I'm tired and don't really want to do anything. I can't go to sleep because it's too early. Tomorrow we're going to pick up a turkey and then go to Smith's so that I can pick up my prescriptions. I'm hoping to get at least 1,667 words posted tomorrow. It would be nice to do more, but since I have about 69% of the 50,000 word completed I'm not going to worry about posting anymore then the minimum word count. The truth is I really don't want to write anything tonight.
About 7:19 PM Pacific Standard Time
Ten Questions Answered
I suppose I should attempt to answer some of the questions before 9:00 PM. I don't know how many words I'll write to night, but at least I will write some. I'm still not going to post until sometime on Saturday, November 19.
What are the biggest fears or worries I have that I haven't turned over to God? My biggest fear is that I'm going to die before I can get my poems and novels published. The problem is that I'm afraid to finish editing the novel I'm working on because I'm afraid it isn't good enough. I have placed this fear in God's hands. I'm not sure why. I know that once I place it in the Lords hands that I'll get back to editing the novel. I always procrastinate when I'm afraid. I haven't place the problem of procrastinating in God's hand because I'm afraid. Why am I afraid to place my bad habits and my fears in God's hands. Does it have something to do with my childhood. Could it be a results of the sexual abuse by Jerry. This is something I'm going to have to explore when I finish answering the rest of these questions.

* [Task set]:
1. Answer these questions about the journal entry above:
(a) What is the writer going to pick up before going to Smith's?
(b) About what share of the 50,000 words has the writer completed?
(c) What does the writer name as the biggest fear?
2. Extend the journal entry above, picking up after its final sentence.

* [Dataset]:
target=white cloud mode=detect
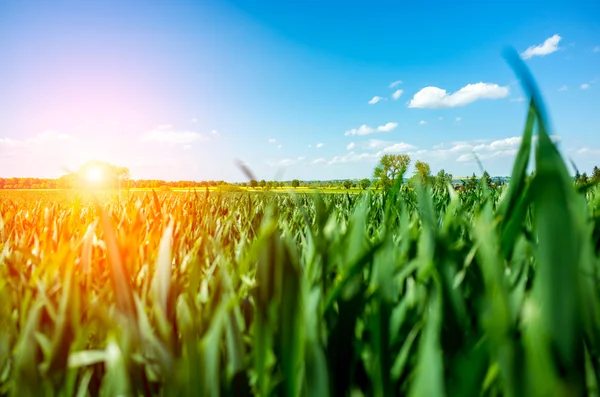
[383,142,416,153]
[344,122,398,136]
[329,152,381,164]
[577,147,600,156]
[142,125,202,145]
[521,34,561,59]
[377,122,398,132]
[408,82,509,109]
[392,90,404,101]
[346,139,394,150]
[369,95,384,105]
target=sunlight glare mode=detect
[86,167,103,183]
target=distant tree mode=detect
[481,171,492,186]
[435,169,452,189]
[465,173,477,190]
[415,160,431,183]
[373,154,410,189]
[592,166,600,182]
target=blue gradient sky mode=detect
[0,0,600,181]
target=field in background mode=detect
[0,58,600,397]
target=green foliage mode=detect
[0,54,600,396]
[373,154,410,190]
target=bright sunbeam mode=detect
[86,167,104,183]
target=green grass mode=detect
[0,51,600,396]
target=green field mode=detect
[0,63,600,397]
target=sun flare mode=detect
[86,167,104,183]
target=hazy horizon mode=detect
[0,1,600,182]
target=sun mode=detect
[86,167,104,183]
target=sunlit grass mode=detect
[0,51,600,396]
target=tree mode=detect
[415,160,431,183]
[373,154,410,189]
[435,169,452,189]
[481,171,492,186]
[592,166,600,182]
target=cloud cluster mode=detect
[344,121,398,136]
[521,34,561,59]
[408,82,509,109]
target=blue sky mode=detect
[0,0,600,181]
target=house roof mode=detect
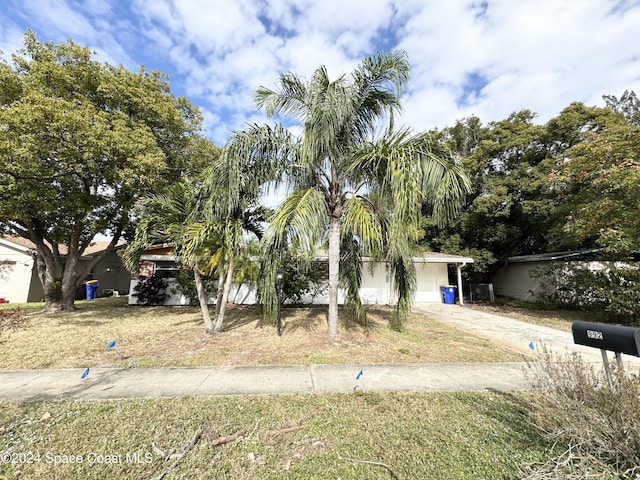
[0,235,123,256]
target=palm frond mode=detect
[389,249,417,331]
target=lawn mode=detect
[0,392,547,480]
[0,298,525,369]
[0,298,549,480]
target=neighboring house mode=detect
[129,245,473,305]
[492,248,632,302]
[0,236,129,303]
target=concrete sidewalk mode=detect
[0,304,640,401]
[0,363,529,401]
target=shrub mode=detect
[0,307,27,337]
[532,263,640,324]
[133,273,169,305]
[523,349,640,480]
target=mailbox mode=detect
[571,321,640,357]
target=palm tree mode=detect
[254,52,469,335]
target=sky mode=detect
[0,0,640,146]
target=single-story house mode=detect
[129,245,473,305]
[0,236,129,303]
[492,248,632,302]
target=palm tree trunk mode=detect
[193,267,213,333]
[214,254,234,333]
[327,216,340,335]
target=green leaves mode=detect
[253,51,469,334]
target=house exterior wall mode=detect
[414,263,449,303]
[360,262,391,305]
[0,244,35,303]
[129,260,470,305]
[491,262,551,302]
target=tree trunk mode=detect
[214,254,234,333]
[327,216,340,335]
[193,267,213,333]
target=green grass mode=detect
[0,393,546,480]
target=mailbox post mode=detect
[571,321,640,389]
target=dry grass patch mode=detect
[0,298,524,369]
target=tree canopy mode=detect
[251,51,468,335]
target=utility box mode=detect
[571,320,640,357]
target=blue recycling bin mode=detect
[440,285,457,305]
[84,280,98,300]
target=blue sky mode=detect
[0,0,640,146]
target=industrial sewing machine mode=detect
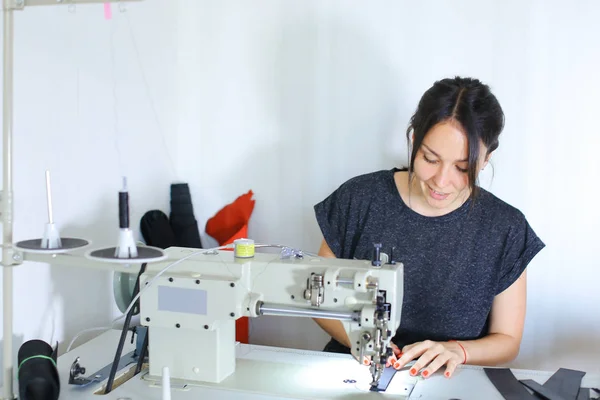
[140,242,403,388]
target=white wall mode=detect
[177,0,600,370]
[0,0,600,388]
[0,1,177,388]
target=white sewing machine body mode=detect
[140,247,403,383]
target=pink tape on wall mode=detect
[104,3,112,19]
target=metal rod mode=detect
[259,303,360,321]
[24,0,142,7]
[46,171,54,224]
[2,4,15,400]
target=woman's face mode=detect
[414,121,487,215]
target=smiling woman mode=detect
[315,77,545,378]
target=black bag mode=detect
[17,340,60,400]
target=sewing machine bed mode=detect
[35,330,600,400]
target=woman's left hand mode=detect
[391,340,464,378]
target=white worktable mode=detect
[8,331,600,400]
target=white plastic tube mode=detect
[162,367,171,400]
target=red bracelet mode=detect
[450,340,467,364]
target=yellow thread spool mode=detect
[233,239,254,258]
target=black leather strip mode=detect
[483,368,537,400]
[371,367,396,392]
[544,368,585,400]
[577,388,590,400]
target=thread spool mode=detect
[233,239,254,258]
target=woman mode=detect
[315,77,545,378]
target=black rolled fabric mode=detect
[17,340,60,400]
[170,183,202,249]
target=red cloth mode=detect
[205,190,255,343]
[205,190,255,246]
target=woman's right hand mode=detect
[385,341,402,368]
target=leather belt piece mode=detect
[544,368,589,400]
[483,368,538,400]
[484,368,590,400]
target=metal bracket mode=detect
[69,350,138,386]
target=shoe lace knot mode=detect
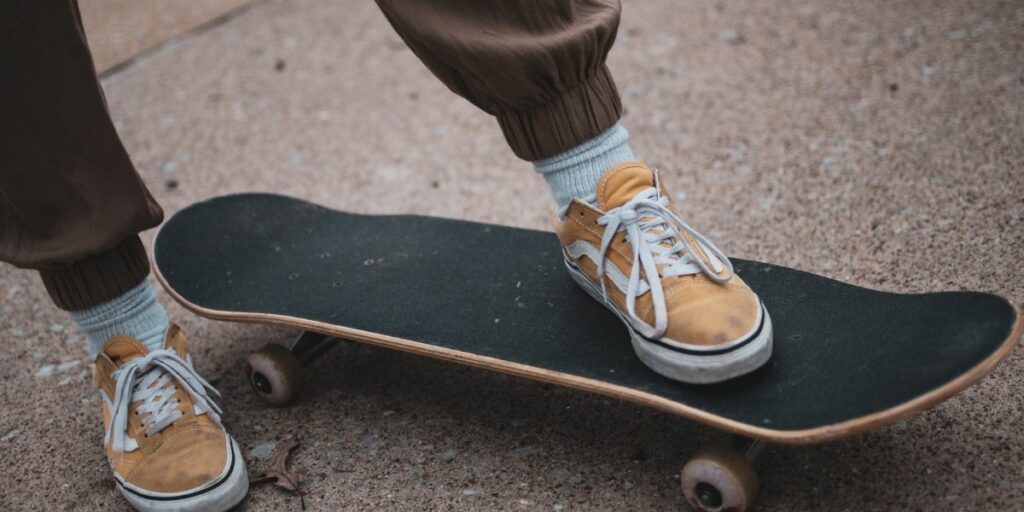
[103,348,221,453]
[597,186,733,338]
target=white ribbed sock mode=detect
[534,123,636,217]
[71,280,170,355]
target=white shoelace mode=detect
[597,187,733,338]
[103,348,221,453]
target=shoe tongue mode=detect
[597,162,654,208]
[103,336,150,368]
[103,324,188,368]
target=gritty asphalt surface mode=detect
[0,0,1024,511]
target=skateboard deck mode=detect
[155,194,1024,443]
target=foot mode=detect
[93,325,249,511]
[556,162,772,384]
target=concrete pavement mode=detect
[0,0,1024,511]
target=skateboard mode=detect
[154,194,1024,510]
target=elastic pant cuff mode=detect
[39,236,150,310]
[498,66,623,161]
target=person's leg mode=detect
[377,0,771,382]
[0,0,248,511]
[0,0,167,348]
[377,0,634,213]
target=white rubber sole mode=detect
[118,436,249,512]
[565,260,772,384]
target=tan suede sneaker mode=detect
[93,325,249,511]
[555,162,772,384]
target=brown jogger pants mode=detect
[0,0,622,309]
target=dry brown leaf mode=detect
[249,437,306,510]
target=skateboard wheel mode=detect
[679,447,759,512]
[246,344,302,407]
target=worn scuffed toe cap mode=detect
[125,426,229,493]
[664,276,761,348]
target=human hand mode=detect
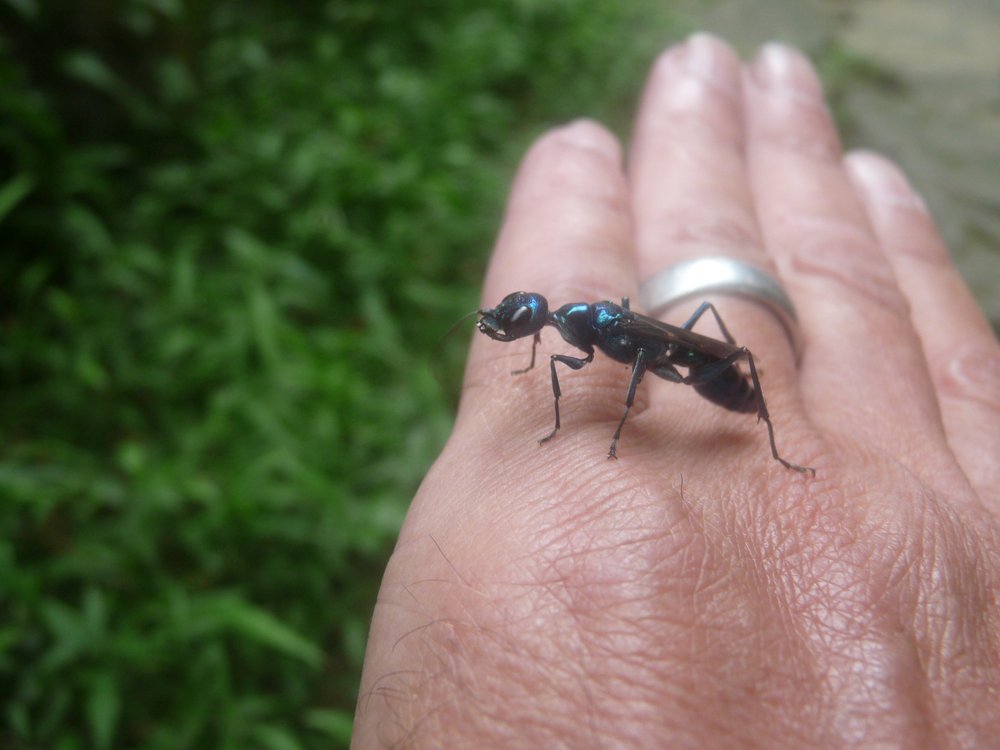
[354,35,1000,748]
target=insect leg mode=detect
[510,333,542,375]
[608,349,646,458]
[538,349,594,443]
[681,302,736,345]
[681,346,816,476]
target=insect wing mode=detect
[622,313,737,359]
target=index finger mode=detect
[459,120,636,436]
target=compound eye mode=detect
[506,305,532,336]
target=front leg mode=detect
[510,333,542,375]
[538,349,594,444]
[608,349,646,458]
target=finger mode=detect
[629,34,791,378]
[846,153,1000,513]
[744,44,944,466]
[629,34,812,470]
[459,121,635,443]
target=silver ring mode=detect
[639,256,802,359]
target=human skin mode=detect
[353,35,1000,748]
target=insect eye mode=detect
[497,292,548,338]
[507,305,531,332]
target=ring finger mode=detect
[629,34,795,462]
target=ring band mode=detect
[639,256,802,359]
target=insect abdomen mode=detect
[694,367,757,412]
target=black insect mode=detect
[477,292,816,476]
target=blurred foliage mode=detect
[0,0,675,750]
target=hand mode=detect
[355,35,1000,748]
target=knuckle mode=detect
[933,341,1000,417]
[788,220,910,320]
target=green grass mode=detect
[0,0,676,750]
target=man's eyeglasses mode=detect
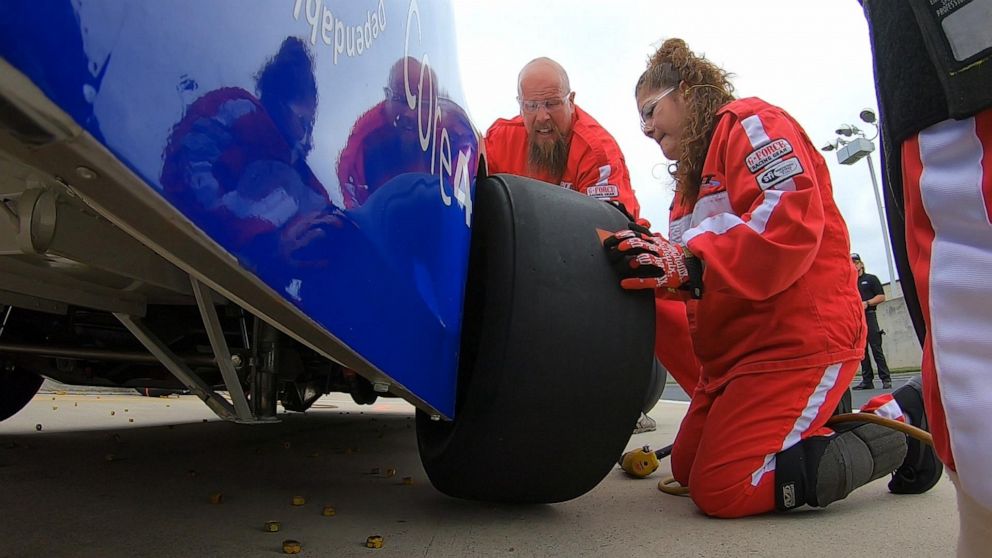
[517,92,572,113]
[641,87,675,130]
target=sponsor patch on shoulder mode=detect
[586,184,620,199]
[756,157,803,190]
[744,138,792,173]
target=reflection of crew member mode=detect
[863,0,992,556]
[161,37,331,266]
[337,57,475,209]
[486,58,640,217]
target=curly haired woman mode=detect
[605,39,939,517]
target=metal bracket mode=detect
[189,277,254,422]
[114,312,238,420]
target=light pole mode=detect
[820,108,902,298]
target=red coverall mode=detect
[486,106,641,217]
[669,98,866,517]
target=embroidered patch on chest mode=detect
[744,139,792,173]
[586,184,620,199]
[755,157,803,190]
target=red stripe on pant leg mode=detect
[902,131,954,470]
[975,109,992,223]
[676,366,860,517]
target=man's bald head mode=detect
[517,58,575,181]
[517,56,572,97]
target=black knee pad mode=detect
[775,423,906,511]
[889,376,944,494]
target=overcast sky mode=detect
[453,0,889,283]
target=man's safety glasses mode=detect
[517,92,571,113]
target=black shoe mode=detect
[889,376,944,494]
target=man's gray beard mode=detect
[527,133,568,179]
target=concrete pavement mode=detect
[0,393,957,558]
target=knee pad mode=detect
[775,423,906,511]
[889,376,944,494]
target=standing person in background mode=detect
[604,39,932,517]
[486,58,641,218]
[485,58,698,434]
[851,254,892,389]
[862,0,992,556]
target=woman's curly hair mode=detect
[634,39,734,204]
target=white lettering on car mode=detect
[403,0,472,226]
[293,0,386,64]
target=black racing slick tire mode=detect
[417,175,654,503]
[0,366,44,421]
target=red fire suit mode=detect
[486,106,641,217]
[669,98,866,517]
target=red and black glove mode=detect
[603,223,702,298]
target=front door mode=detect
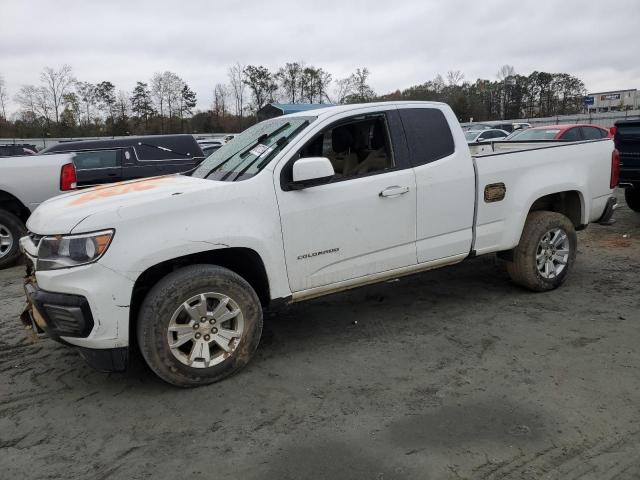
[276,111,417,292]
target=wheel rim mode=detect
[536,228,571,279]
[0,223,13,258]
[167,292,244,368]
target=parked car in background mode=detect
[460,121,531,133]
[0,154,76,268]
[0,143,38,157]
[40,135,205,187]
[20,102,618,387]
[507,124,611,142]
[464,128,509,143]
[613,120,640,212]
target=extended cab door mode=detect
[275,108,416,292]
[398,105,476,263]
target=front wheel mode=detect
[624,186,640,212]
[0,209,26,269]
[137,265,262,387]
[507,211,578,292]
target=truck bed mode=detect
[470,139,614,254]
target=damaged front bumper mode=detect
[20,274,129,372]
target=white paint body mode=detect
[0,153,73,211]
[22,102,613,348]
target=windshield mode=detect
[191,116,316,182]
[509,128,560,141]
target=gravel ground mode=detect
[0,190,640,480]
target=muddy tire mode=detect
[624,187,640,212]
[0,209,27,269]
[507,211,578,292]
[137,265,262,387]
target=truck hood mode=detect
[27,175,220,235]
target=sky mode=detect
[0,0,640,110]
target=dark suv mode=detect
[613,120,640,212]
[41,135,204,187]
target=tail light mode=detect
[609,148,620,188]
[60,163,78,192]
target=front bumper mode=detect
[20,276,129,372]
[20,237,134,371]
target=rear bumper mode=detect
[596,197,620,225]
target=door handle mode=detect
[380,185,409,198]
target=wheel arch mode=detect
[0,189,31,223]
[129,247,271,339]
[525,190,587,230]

* [Responses for each task]:
1.
(a) A turkey.
(b) About 69%.
(c) Dying before the writer's poems and novels can be published.</t1>

2.
Who is the one person in my life that I have yet to forgive? I have to forgive myself. I have to forgive my sister. I suppose I should forgive Jerry, but for some reason I can't because I'm still hanging on to the fear that he instilled in me. I know that most of my fears go back to the sexual abuse. I think I have to let go of the fact that I think I could have or should have did something. There was no one to protect me when he was around. I remember incidents that suggested that my grandparents and Mom wanted to protect my sister, but not me. Why didn't anyone want to protect me. I have to place this in God's hands. I have to learn to let go and forgive myself for not saying anything to anyone. Maybe if I had said something to my grandparents or Mom they would have protected me or at least showed that they wanted to protect me.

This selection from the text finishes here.